*** Supplied information Section Begins ***

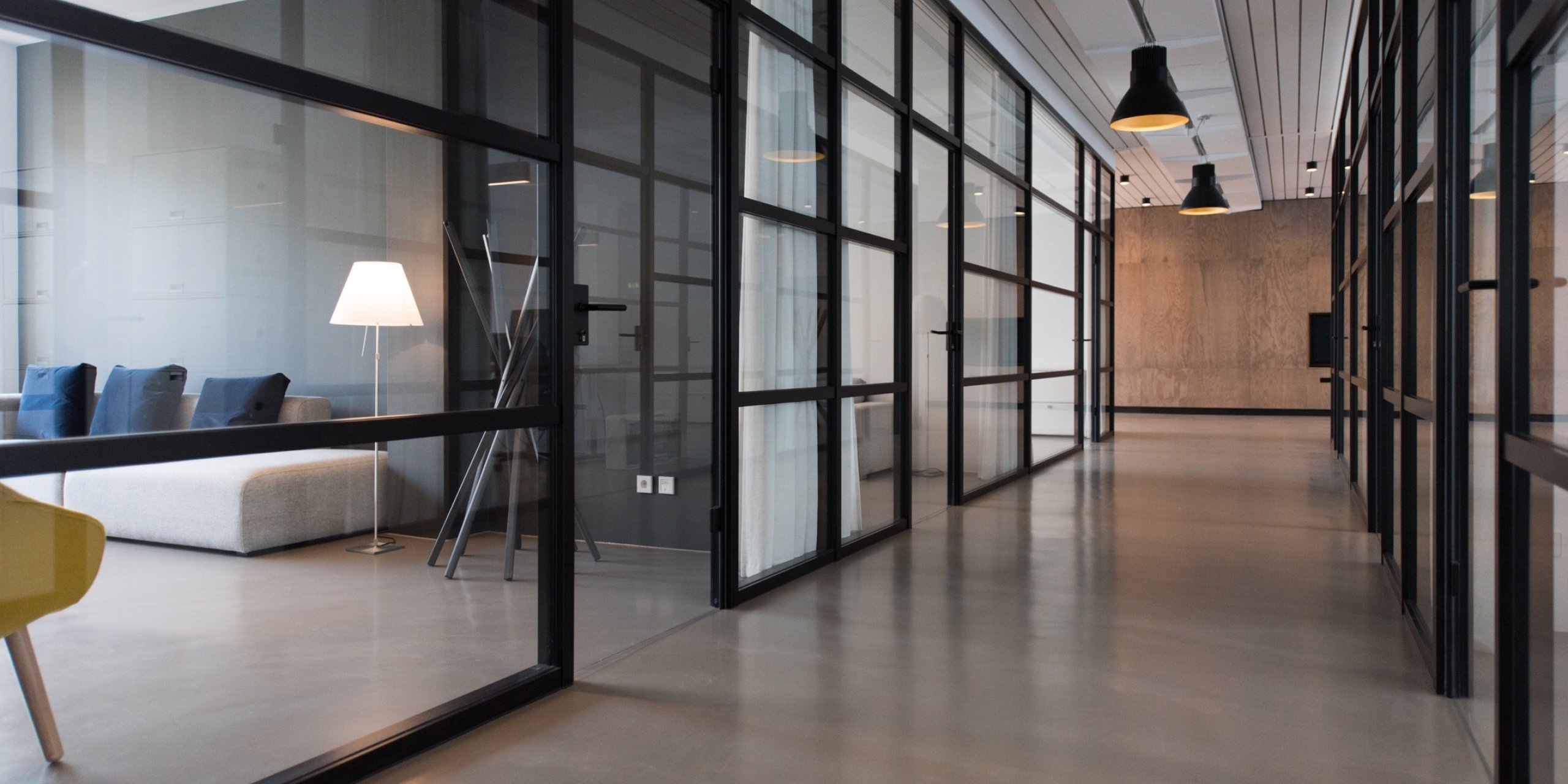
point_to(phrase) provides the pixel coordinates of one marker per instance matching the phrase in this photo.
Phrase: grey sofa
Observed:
(242, 504)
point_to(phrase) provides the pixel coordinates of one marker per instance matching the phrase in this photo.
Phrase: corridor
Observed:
(1194, 601)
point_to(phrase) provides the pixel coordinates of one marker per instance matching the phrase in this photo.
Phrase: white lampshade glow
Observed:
(377, 294)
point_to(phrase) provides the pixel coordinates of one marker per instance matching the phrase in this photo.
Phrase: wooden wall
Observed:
(1213, 311)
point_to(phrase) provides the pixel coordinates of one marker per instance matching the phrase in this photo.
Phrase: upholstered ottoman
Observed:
(245, 504)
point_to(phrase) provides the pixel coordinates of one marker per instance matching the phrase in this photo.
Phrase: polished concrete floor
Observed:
(192, 667)
(1192, 603)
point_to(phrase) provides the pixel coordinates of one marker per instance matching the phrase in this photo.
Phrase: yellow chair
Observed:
(49, 559)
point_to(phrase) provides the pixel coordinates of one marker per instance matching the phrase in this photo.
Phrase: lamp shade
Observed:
(1150, 102)
(377, 294)
(1205, 198)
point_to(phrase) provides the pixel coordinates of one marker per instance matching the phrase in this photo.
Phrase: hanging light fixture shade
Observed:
(1205, 198)
(797, 138)
(1150, 104)
(974, 217)
(1485, 183)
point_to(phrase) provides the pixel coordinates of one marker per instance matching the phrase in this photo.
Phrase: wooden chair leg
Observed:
(21, 647)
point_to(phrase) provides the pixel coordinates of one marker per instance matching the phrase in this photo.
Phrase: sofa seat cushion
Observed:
(239, 504)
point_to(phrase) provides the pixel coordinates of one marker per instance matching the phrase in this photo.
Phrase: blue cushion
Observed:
(55, 402)
(248, 401)
(138, 401)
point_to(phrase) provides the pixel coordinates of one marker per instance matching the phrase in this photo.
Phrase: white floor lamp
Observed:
(377, 294)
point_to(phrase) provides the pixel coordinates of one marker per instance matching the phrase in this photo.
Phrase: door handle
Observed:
(1488, 283)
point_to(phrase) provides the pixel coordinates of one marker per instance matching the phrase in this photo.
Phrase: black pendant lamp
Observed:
(974, 217)
(1485, 183)
(1150, 104)
(1205, 198)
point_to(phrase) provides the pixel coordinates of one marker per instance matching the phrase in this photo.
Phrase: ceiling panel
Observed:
(1266, 74)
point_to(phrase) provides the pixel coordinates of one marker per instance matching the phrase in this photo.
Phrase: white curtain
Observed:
(778, 350)
(782, 116)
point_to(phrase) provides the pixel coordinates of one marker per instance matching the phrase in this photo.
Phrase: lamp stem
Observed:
(375, 452)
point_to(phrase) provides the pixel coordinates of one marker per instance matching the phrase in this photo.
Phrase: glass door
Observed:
(645, 399)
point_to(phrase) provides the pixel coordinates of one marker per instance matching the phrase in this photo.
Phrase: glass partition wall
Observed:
(586, 317)
(907, 286)
(1448, 170)
(283, 292)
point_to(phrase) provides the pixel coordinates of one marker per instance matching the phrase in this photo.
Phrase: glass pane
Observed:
(993, 312)
(993, 214)
(869, 451)
(1054, 258)
(782, 486)
(1548, 304)
(867, 315)
(993, 110)
(871, 165)
(871, 41)
(1056, 159)
(1360, 336)
(993, 419)
(1393, 341)
(1548, 526)
(805, 18)
(1424, 521)
(643, 386)
(226, 231)
(164, 625)
(783, 306)
(785, 126)
(1053, 339)
(1426, 295)
(1106, 397)
(1426, 134)
(1399, 134)
(1051, 421)
(933, 63)
(1087, 189)
(1480, 709)
(394, 46)
(929, 309)
(1106, 197)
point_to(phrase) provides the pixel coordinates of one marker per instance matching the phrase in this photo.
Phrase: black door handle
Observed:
(1488, 283)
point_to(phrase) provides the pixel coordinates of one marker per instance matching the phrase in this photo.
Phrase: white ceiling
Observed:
(1266, 73)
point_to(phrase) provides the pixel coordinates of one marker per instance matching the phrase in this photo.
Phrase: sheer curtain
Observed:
(782, 309)
(780, 303)
(780, 127)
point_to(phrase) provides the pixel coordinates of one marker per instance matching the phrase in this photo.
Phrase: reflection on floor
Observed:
(1192, 601)
(197, 667)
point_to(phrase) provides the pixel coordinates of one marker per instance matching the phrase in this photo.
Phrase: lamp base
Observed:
(375, 548)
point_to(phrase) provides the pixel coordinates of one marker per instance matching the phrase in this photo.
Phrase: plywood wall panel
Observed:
(1213, 312)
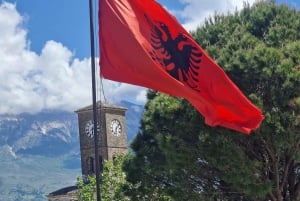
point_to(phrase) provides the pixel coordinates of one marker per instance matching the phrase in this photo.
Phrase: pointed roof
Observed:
(103, 105)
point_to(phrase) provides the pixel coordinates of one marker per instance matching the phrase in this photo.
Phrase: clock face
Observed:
(115, 127)
(89, 128)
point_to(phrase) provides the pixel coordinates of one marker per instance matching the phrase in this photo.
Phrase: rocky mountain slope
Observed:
(39, 153)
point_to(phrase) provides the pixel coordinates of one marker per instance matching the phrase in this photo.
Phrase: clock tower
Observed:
(111, 135)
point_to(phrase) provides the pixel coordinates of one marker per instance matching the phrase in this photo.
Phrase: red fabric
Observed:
(142, 44)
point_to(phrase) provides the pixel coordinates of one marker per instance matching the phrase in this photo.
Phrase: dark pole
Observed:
(94, 102)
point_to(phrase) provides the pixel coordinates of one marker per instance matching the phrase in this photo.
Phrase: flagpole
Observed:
(93, 68)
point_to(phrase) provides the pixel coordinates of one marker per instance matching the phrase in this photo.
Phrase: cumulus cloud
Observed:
(196, 11)
(53, 79)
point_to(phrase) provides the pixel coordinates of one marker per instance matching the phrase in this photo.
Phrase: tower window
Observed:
(91, 165)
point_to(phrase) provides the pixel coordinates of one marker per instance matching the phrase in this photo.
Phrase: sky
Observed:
(45, 52)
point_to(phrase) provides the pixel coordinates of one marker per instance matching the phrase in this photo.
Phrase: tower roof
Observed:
(101, 105)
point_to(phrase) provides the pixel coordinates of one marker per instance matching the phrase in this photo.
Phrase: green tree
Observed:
(175, 152)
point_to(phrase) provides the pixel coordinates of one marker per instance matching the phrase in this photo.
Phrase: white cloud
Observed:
(196, 11)
(30, 82)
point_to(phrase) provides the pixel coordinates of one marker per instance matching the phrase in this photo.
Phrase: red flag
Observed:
(142, 44)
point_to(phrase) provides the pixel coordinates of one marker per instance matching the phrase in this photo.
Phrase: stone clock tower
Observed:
(111, 134)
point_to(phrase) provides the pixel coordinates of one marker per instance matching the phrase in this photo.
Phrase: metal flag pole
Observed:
(93, 68)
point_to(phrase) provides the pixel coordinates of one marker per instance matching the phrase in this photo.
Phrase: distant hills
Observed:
(39, 153)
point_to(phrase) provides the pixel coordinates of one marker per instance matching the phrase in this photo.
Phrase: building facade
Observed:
(112, 140)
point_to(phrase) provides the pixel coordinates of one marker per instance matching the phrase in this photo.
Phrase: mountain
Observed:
(39, 153)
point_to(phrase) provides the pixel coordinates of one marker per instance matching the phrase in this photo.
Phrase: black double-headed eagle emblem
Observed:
(178, 56)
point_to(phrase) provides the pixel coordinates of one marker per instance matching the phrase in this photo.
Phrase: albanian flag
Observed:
(142, 44)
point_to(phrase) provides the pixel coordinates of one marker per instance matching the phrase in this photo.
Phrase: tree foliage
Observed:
(111, 185)
(177, 155)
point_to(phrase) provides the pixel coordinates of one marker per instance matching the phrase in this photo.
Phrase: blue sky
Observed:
(46, 48)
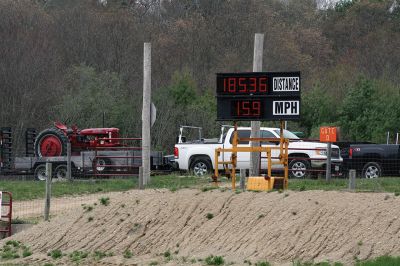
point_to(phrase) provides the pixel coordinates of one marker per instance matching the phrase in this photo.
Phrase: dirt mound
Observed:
(190, 224)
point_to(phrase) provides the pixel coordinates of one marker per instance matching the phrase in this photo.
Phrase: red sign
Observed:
(328, 134)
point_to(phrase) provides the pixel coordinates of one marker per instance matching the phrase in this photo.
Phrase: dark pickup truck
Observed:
(372, 160)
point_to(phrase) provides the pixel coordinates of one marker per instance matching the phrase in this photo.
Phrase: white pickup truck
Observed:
(304, 157)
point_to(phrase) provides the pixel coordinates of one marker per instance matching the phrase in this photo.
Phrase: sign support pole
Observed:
(255, 125)
(329, 161)
(146, 140)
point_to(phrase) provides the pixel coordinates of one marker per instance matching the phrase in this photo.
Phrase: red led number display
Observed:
(244, 85)
(247, 108)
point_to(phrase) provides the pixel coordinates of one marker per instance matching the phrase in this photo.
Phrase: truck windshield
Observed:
(286, 134)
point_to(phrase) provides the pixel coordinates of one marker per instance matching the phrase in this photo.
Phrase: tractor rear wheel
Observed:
(51, 142)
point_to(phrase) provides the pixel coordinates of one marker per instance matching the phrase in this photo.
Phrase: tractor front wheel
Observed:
(51, 142)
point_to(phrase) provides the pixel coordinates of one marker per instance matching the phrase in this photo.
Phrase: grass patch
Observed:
(324, 263)
(13, 249)
(262, 263)
(77, 255)
(384, 184)
(98, 255)
(28, 190)
(55, 254)
(128, 254)
(215, 260)
(380, 261)
(209, 216)
(104, 201)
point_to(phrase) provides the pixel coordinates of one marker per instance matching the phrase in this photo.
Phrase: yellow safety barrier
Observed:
(260, 183)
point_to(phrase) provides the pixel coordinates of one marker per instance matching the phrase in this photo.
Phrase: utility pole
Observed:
(146, 140)
(255, 125)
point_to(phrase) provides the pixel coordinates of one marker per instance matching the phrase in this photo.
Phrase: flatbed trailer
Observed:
(117, 161)
(88, 163)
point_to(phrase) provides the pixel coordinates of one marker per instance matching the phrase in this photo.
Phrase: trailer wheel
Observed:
(100, 165)
(201, 166)
(51, 142)
(299, 168)
(371, 170)
(40, 172)
(61, 172)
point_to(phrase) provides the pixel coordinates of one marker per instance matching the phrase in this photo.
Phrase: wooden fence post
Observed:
(242, 179)
(352, 179)
(48, 190)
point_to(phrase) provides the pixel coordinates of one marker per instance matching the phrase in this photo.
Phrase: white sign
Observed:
(286, 107)
(284, 84)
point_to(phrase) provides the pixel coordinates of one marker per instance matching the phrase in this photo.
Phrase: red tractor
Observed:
(53, 141)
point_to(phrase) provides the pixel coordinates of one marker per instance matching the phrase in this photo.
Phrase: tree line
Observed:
(73, 61)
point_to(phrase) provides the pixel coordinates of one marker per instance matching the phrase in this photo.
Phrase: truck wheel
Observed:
(40, 172)
(201, 166)
(371, 170)
(51, 142)
(61, 172)
(299, 168)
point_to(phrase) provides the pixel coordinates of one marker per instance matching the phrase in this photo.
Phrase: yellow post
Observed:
(234, 156)
(216, 155)
(269, 162)
(284, 155)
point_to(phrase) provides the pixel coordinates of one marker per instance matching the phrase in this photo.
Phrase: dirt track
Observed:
(278, 227)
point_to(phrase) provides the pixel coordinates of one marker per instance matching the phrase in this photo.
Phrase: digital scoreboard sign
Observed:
(258, 96)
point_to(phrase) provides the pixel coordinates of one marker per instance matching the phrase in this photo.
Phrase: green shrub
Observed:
(209, 216)
(263, 263)
(78, 255)
(215, 260)
(105, 201)
(55, 254)
(128, 254)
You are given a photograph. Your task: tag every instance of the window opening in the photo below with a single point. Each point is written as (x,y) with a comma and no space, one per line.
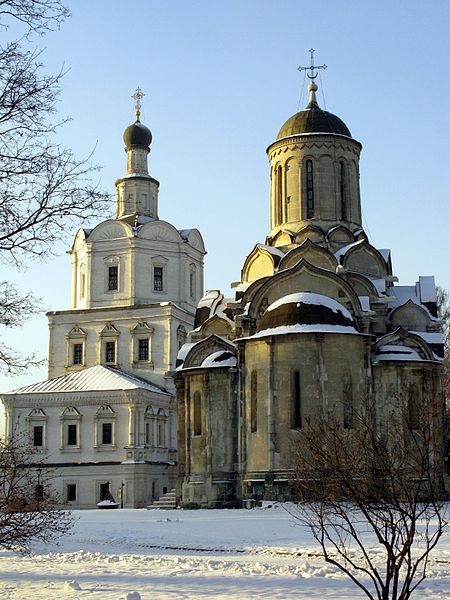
(104,492)
(39,492)
(111,352)
(279,195)
(38,435)
(106,433)
(309,190)
(71,435)
(113,278)
(143,349)
(78,354)
(71,492)
(254,402)
(157,279)
(296,397)
(197,414)
(342,191)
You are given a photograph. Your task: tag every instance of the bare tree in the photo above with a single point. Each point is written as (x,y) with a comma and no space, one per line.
(29,507)
(369,484)
(44,189)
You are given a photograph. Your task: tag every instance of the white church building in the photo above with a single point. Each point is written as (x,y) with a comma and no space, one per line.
(105,420)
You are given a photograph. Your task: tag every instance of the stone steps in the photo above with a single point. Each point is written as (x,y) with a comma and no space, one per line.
(166,502)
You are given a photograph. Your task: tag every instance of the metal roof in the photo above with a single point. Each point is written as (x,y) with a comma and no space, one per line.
(93,379)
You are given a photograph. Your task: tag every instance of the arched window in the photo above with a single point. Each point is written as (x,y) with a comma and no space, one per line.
(279,186)
(254,401)
(348,403)
(296,401)
(197,414)
(309,190)
(342,191)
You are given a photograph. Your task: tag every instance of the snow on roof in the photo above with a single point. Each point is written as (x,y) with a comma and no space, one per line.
(345,249)
(385,253)
(392,352)
(304,328)
(403,293)
(222,358)
(380,285)
(430,337)
(272,249)
(427,288)
(310,298)
(184,233)
(93,379)
(184,350)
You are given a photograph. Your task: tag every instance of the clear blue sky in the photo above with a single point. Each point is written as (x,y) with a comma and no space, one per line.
(220,79)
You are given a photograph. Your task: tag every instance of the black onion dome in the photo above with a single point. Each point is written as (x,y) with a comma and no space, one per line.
(313,120)
(305,308)
(137,135)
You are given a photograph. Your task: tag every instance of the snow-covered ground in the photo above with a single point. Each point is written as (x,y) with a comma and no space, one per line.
(190,555)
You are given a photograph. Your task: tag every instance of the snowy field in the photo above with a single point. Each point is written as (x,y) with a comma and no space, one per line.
(190,555)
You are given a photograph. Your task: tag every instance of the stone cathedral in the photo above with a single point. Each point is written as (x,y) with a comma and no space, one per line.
(105,420)
(153,383)
(317,323)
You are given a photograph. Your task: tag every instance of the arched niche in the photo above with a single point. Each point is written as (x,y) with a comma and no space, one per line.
(282,238)
(304,277)
(259,263)
(314,254)
(159,230)
(364,258)
(410,316)
(310,233)
(111,230)
(362,285)
(401,337)
(340,236)
(204,348)
(219,326)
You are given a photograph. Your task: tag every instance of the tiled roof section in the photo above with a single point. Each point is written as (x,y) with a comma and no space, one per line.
(93,379)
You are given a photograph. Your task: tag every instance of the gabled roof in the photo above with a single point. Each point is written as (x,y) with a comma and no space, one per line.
(93,379)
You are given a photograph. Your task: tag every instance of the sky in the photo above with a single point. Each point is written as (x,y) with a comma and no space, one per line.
(220,78)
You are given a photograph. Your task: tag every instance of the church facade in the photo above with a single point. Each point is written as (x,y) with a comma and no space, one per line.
(316,325)
(105,420)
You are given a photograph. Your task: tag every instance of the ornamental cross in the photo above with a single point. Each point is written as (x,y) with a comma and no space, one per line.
(312,67)
(138,97)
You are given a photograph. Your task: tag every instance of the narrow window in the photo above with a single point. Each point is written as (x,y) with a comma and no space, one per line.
(113,278)
(254,401)
(78,354)
(82,284)
(342,191)
(105,494)
(106,433)
(348,405)
(71,492)
(111,352)
(161,434)
(39,492)
(197,414)
(279,180)
(38,435)
(297,401)
(309,190)
(157,279)
(71,435)
(143,349)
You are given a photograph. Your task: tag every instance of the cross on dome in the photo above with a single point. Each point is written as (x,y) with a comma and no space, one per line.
(312,66)
(138,95)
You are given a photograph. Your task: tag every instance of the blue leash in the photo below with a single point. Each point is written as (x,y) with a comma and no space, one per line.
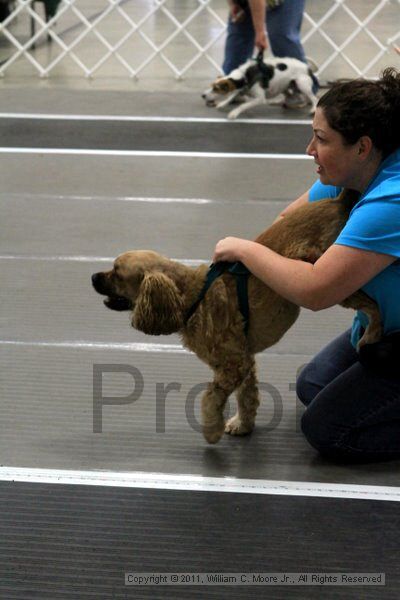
(241,274)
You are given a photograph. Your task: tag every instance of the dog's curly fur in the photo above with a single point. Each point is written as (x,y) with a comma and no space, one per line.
(159,292)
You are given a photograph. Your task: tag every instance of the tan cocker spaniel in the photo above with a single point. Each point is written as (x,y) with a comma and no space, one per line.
(160,292)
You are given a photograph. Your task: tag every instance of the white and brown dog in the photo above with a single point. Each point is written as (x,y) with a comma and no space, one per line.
(259,80)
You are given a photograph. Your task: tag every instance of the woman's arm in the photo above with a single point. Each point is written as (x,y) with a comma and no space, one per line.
(339,272)
(303,199)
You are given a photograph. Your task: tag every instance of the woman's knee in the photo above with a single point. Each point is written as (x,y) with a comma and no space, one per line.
(305,387)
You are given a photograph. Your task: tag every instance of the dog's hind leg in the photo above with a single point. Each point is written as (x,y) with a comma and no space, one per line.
(228,99)
(361,301)
(304,84)
(248,402)
(214,399)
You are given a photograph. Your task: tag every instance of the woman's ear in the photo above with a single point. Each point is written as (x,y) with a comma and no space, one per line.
(159,306)
(365,146)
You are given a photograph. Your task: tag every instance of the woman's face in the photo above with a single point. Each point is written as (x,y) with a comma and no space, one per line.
(337,162)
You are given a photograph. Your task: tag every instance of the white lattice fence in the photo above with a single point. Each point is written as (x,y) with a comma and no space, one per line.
(184,38)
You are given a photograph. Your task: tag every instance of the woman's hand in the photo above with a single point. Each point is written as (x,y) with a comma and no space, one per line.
(231,249)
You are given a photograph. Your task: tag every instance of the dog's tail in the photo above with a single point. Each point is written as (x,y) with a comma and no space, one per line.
(312,65)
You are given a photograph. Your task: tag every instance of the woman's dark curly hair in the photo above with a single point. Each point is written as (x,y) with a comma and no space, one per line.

*** Supplied information Section Ends ***

__Directions__
State, as a bare number, how many lines of the material contain "door".

__Written response__
3